WHAT YOU SHOULD DO
Every line of the entries that holds the word "below" is to be copied.

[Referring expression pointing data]
-*-

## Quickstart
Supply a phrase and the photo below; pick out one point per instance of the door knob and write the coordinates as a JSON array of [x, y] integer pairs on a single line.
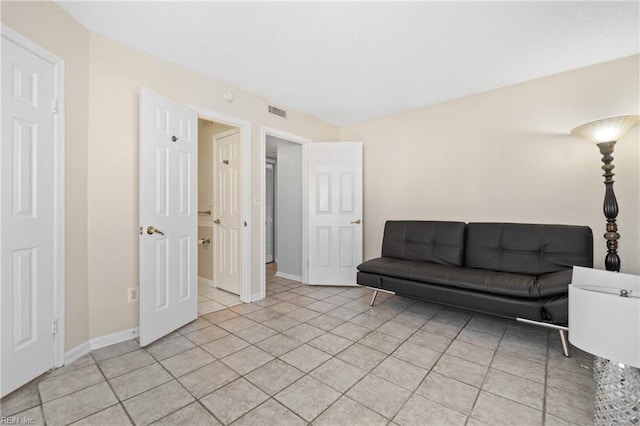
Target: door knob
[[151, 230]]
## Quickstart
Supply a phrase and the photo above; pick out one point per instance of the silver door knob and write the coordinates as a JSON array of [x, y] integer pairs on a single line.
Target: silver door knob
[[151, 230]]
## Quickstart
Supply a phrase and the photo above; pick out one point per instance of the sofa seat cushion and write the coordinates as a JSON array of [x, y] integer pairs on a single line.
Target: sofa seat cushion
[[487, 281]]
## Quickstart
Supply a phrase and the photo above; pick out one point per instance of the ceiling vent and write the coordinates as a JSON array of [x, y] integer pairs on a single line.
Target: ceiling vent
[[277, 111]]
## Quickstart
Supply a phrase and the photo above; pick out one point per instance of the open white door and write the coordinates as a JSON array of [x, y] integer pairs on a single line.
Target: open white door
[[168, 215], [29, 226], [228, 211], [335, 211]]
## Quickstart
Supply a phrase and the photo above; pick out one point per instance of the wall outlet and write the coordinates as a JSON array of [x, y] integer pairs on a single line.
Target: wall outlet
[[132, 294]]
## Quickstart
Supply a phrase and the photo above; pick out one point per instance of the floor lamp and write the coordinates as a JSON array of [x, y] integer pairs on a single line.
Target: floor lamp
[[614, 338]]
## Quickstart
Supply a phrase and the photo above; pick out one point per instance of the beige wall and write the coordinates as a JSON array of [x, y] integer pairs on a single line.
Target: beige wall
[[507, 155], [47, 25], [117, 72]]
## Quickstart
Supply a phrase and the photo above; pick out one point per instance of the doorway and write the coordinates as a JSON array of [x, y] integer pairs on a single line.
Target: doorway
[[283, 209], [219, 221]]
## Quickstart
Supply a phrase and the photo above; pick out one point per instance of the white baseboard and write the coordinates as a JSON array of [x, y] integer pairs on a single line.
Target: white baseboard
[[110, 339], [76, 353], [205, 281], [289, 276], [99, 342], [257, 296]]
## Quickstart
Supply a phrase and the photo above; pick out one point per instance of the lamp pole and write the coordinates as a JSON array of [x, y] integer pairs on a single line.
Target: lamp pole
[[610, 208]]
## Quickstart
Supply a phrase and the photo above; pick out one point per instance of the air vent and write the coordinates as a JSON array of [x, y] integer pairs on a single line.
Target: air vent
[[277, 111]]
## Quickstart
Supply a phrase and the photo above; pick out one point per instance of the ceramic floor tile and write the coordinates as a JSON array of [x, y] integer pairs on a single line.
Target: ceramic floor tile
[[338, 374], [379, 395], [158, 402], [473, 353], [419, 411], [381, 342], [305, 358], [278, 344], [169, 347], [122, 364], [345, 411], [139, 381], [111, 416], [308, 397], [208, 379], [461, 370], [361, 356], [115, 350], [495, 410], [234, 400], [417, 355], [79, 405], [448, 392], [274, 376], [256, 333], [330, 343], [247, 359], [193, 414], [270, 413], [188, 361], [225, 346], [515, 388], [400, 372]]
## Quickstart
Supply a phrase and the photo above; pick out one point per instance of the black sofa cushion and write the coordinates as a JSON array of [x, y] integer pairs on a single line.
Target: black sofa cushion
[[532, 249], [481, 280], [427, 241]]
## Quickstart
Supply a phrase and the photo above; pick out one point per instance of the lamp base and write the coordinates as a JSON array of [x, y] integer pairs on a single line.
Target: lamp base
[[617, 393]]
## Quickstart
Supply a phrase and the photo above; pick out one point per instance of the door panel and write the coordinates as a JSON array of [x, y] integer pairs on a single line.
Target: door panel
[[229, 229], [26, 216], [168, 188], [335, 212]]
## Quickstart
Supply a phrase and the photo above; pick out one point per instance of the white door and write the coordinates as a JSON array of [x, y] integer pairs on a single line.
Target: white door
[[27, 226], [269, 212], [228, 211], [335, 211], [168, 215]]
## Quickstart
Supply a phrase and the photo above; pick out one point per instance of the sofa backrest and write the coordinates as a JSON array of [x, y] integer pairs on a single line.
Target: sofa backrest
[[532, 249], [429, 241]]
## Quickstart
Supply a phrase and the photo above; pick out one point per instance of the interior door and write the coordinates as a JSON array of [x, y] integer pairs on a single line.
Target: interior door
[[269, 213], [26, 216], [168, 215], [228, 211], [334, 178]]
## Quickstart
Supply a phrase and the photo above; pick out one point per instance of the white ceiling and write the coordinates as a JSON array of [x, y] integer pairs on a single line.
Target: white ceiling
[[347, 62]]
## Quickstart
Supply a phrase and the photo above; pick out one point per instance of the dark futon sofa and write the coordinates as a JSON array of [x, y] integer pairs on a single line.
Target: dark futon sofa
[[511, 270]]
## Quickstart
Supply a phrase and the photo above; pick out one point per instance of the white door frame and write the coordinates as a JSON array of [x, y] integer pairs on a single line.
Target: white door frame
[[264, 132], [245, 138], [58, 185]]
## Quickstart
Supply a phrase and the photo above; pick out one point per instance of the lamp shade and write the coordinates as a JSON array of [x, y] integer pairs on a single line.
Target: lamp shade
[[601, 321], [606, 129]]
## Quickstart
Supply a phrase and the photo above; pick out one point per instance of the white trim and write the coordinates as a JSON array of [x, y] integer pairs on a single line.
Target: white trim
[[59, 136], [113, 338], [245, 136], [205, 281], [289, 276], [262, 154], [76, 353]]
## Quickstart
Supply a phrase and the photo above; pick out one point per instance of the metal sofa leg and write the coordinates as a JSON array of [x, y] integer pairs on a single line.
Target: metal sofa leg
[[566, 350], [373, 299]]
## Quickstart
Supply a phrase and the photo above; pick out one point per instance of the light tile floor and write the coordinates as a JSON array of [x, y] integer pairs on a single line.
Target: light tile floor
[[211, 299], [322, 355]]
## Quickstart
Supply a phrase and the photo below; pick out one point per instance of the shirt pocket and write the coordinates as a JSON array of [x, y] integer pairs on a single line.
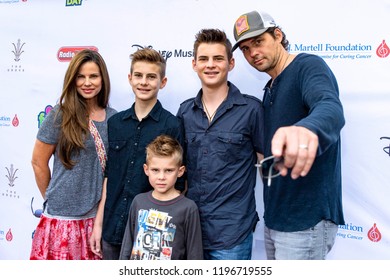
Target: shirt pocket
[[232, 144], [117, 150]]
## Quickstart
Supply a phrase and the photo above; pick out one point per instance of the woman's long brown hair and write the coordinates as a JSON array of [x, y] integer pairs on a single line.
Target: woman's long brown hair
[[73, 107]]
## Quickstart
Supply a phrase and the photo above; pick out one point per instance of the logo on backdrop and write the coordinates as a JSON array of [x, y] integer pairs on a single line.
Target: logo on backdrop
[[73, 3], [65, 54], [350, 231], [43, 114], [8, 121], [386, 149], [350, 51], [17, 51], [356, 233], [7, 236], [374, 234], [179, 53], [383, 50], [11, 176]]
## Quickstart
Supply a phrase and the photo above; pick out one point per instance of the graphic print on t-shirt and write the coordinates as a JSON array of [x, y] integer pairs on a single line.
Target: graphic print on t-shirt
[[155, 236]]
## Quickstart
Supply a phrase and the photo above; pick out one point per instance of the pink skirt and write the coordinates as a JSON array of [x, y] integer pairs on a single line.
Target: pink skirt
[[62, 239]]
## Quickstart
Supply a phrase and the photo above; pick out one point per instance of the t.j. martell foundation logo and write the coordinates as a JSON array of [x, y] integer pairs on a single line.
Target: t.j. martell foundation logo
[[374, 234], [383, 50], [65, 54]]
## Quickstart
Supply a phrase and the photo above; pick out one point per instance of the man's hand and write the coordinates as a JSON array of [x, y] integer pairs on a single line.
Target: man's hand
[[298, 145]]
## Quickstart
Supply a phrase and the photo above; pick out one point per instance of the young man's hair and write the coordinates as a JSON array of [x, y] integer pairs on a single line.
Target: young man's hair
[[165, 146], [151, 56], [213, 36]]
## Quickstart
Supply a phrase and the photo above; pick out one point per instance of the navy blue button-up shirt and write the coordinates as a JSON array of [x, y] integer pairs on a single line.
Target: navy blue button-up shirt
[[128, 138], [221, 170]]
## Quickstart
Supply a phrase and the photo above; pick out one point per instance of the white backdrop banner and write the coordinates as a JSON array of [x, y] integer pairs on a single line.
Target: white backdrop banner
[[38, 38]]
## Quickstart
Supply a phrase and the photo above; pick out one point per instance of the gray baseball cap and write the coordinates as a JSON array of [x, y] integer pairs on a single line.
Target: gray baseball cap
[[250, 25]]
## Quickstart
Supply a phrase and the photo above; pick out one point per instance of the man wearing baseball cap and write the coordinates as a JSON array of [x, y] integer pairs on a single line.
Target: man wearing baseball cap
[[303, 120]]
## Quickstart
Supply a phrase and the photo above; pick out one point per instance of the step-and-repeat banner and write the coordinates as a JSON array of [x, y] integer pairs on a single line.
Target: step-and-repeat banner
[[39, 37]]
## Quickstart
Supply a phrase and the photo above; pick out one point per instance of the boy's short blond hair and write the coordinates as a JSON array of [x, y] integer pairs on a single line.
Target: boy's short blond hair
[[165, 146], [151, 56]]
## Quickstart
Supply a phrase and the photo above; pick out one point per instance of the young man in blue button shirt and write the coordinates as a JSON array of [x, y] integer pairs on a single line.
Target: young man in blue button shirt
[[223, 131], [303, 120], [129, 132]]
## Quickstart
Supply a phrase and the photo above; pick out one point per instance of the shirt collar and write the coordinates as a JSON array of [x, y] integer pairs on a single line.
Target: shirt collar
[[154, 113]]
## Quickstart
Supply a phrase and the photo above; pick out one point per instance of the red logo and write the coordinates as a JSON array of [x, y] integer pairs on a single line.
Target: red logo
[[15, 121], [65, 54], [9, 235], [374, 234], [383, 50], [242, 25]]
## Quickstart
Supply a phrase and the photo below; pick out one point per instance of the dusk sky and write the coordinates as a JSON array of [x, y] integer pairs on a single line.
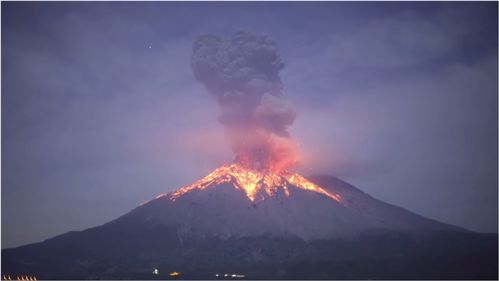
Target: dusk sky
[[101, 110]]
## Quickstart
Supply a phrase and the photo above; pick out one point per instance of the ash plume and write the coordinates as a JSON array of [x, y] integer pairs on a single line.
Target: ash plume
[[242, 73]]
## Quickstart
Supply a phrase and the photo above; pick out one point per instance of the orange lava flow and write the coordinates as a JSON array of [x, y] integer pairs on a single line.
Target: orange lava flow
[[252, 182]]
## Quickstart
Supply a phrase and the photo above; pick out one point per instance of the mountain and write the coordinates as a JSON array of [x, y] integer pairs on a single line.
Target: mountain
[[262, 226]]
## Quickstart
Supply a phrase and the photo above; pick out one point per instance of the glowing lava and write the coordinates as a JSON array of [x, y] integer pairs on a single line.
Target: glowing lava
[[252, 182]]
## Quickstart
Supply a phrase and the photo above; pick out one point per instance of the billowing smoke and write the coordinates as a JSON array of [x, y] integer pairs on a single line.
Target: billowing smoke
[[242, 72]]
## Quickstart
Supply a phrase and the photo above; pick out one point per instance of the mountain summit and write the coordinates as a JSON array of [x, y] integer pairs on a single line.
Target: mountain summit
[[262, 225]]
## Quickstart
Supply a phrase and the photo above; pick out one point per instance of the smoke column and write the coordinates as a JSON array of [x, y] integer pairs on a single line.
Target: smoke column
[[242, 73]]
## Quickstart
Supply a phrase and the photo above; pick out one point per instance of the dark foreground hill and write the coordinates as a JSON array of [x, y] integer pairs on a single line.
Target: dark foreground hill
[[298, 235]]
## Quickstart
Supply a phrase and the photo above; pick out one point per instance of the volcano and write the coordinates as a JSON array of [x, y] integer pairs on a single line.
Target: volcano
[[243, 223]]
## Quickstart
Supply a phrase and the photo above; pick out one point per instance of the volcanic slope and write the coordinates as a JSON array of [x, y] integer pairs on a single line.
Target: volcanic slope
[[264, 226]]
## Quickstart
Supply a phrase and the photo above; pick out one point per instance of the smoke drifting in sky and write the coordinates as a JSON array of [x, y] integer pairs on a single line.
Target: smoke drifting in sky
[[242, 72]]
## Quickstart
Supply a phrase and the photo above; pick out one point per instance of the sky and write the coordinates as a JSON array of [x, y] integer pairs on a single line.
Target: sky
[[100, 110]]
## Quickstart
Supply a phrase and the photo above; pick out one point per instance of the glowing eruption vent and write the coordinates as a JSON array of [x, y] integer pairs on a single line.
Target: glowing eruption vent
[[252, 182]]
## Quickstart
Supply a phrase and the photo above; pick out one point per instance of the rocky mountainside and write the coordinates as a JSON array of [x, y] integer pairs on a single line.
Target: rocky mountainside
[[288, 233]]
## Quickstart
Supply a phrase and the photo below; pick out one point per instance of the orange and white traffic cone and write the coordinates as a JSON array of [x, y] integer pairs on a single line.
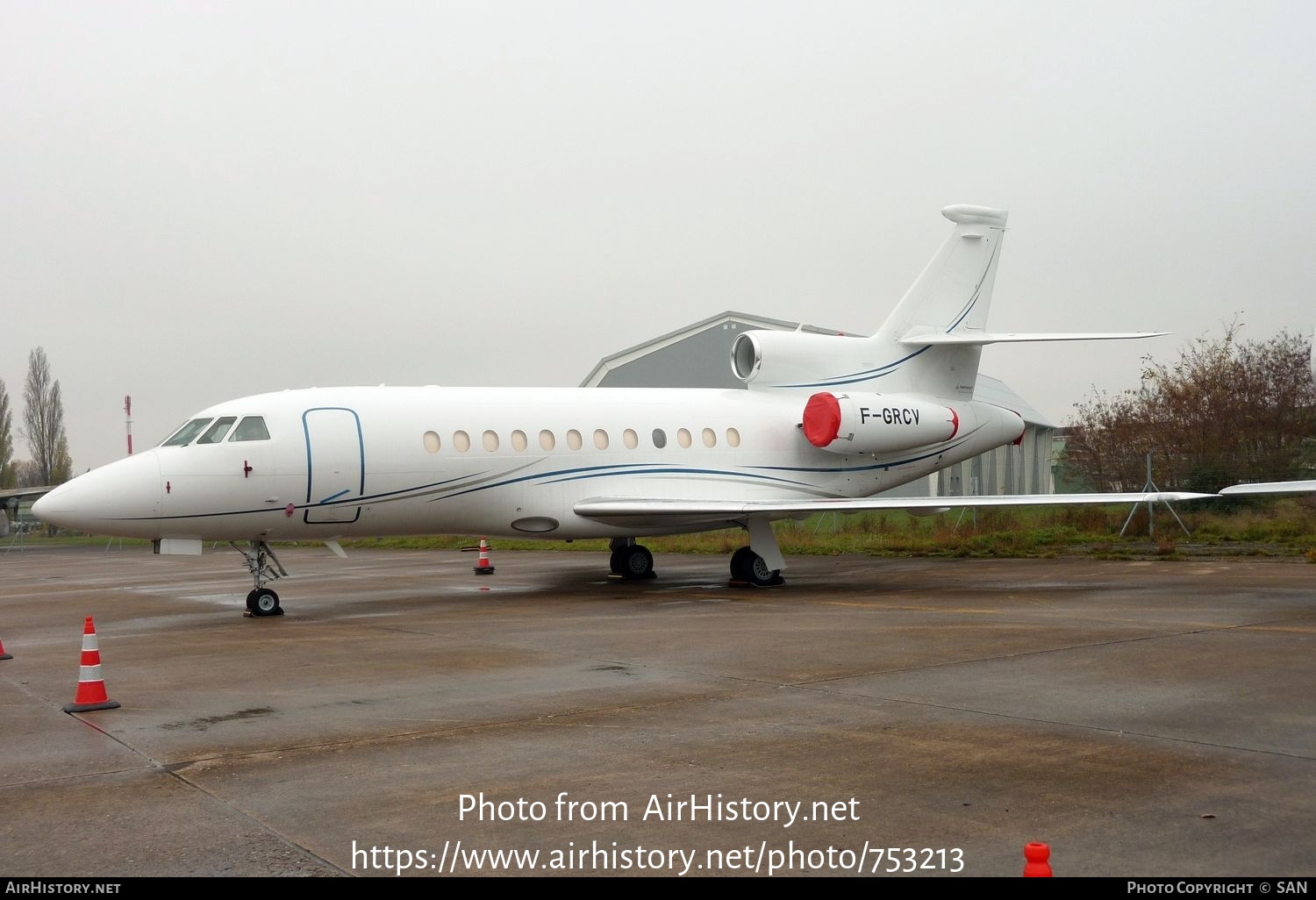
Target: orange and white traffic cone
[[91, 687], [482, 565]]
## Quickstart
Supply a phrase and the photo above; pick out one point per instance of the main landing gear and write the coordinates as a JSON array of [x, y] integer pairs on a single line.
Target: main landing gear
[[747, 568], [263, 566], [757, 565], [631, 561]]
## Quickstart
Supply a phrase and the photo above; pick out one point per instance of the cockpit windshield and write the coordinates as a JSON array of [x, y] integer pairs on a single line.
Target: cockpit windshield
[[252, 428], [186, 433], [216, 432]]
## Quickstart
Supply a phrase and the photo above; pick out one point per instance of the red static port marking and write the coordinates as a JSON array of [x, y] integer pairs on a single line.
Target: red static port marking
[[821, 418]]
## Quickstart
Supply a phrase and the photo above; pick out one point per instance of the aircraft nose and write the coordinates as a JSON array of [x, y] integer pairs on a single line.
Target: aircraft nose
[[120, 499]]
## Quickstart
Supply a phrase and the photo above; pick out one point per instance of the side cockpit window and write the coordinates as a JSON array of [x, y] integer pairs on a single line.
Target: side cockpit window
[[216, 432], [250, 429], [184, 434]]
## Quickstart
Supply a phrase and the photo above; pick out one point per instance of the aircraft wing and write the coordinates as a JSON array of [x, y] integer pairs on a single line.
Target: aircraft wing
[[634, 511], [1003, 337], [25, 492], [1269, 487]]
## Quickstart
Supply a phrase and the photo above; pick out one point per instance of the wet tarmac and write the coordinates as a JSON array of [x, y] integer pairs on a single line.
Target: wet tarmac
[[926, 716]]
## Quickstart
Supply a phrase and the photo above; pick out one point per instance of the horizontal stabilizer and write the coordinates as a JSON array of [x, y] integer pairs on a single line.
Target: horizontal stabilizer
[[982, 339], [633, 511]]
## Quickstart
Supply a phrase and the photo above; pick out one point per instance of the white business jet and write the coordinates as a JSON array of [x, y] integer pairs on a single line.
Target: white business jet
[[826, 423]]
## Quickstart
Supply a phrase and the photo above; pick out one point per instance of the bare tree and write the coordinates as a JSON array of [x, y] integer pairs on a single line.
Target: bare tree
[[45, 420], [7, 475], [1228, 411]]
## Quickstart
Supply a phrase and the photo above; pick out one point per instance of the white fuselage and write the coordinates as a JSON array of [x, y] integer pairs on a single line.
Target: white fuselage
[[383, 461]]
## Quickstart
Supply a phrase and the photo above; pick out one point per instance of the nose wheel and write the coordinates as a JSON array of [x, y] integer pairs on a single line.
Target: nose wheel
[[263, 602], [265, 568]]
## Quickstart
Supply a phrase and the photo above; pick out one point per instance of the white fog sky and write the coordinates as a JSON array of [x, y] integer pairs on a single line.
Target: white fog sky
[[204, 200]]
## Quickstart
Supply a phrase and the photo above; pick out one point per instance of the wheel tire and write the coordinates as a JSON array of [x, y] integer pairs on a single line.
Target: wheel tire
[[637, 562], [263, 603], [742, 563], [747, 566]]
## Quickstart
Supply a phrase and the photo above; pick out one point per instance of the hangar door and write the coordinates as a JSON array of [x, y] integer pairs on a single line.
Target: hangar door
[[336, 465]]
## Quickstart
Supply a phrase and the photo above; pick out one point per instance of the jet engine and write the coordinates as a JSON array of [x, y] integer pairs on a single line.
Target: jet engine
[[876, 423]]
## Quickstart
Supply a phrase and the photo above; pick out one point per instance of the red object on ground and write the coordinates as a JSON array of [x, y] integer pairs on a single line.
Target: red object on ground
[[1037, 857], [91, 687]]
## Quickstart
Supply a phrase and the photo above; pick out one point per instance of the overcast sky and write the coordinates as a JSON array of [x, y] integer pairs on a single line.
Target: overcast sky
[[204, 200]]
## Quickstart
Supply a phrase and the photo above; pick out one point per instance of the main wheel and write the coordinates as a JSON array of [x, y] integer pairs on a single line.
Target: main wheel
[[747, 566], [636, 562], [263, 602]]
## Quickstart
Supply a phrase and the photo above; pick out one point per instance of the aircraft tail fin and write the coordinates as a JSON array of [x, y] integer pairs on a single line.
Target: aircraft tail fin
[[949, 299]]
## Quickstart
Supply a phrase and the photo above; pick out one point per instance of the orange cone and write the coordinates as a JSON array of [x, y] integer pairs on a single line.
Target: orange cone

-*-

EXERCISE SOLUTION
Supply a phrase and the photo below; pick out one point per instance of the door knob and write the coordinates as a JSON array of [x, y] integer pairs on a single line.
Supply a phrase and the photo below; pick out one point per instance of the shirt pocket and write the coordinates as a JSON array of [x, y] integer pairs on a single line.
Supply a phrase and the photo below; pick out one point per instance of the dusk sky and write the coordinates as a JSON array of [x, y] integer pairs on a single line.
Supply a phrase and the photo below; pick out one point per instance of the orange and white traffic cone and write the coordinates as a JSON array of [x, y] integer pairs on a single line.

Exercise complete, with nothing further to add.